[Entrées enregistrées]:
----

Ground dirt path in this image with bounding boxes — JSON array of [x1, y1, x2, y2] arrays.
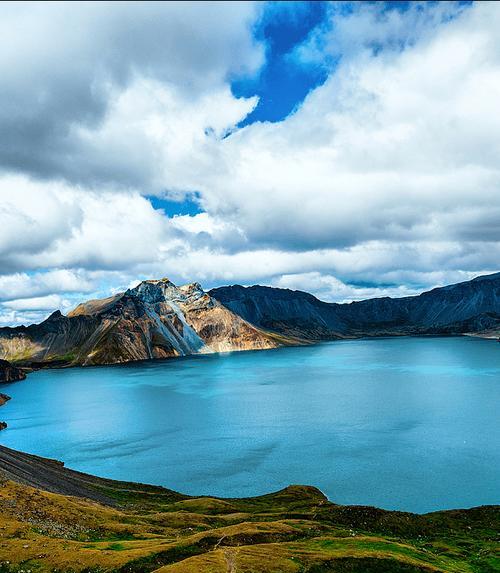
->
[[224, 549, 236, 573]]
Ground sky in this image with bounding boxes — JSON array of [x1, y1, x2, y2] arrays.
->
[[0, 2, 500, 325]]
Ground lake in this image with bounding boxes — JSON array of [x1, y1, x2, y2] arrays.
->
[[0, 337, 500, 512]]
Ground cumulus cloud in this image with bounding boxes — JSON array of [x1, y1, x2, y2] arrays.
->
[[0, 2, 500, 323], [0, 2, 263, 186]]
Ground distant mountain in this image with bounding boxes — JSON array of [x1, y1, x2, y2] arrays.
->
[[0, 279, 297, 367], [0, 273, 500, 370], [210, 273, 500, 340]]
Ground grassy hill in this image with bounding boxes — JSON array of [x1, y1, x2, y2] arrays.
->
[[0, 446, 500, 573]]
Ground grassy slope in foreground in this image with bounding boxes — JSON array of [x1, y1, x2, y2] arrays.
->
[[0, 446, 500, 573]]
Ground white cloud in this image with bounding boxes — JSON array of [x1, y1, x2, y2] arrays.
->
[[0, 3, 500, 323]]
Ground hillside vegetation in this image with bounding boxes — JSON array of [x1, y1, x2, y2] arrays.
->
[[0, 447, 500, 573]]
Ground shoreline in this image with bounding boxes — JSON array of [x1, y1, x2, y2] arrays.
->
[[0, 446, 500, 573]]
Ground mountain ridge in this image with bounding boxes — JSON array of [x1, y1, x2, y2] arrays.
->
[[209, 273, 500, 340], [0, 273, 500, 368], [0, 279, 297, 367]]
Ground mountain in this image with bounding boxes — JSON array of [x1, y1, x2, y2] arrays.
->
[[210, 273, 500, 340], [0, 279, 297, 367], [0, 273, 500, 368], [0, 360, 26, 380]]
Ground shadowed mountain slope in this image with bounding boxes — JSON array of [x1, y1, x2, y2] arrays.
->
[[210, 273, 500, 339], [0, 279, 296, 367]]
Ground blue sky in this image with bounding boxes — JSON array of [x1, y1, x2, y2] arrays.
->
[[0, 2, 500, 324]]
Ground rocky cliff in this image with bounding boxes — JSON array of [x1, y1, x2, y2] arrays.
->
[[210, 273, 500, 339], [0, 360, 26, 382], [0, 279, 292, 367]]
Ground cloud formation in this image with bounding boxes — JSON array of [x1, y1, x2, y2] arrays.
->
[[0, 2, 500, 323]]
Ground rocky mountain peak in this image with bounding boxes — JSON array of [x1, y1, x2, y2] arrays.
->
[[125, 278, 184, 304]]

----

Réécris en liste numérotée le passage allant de la ligne qui contient « Ground mountain ridge » jusqu'à la fin des enregistrements, bornes comprises. Omets les lignes vides.

1. Ground mountain ridge in this image with bounding boxes — JSON array of [x1, y1, x2, y2] arrays.
2. ->
3. [[209, 273, 500, 340], [0, 273, 500, 368], [0, 279, 297, 367]]
4. Ground mountain in this image with bounding boxes — JSON array of [x1, y1, x2, y2] arrays.
5. ->
6. [[210, 273, 500, 340], [0, 279, 297, 367], [0, 273, 500, 368], [0, 360, 26, 380]]
7. Ground shadowed mountain slope in this image with bounding boxes — JSON array of [x1, y1, x2, y2] arrays.
8. ->
9. [[210, 273, 500, 339], [0, 279, 296, 367]]
10. Ground blue sky in this image with bounding boxes — JSON array of [x1, y1, x2, y2] arrays.
11. ->
12. [[0, 2, 500, 324]]
13. Ground rocky cliff in this image with bounding boxes — JSON array of [x1, y1, x2, y2] arrays.
14. ->
15. [[210, 273, 500, 339], [0, 360, 26, 382], [0, 279, 292, 367]]
16. Ground cloud formation in this image with bounding boxes — JSON array of [x1, y1, x2, y2] arrays.
17. ->
18. [[0, 2, 500, 323]]
19. Ground rocky mountain peak in this image with bounding boxes — JSON array of [x1, y1, x2, y2] arrays.
20. ->
21. [[125, 278, 184, 304]]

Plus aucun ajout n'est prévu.